| READING PASSAGE |
--------------------

Featherlike

Visual stimuli engage my brain far more than audial means could ever dream of doing. Visual is my learning style, and my way of understanding, filtering, interpreting, and often sharing the world around me. With that, the very moment of my optical intake of the image on this post…abruptly blossoming out of my heart, the following vivid application wound its way through my person, and popped through the ground of my brain, and simply hovered there for a good, comfortable while–stewing–as I become increasingly mindful of it and present with it. … This application is in regards to how I often perceive people. Though as instantaneously as it came to me, admittedly, I had not thought of it in this way ever before.

One Thursday after a long day of work and doing a little weeding at home, I netted down a lawn chair to the back of my motorcycle and threw a few essentials for proper sitting in the trunk, and I made a quick jaunt over to a state wildlife area near my home.

I’d been there several times before when I needed to regroup with serenity. I passed by the old white truck that has always been in the same parking spot every single time I’ve gone, this time accompanied by a yellow VW Bus. I parked in a corner of the lot, holstered the lawn chair strap over my shoulder and took my lunch bag along. I usually take a left at the first split in trails, so I opted right. A deep voice from heaven uttered, “You have chosen wisely!”

--------------------

| EXTRACTED DATA |
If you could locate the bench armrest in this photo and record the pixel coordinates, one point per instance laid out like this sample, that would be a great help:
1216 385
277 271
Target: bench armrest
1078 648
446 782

--------------------

| WORK INSTRUCTIONS |
a: Answer these about the Featherlike post:
(i) What does the writer name as their learning style?
(ii) What did the writer net down to the back of the motorcycle?
(iii) What vehicle was parked with the old white truck this time?
b: Update the records by replacing "bench armrest" with "chair armrest" everywhere it appears, and keep everything else the same.
The records are unrelated to the Featherlike post.

| RESPONSES |
a:
(i) Visual
(ii) A lawn chair
(iii) A yellow VW Bus

b:
If you could locate the chair armrest in this photo and record the pixel coordinates, one point per instance laid out like this sample, that would be a great help:
1216 385
277 271
Target: chair armrest
1078 648
446 782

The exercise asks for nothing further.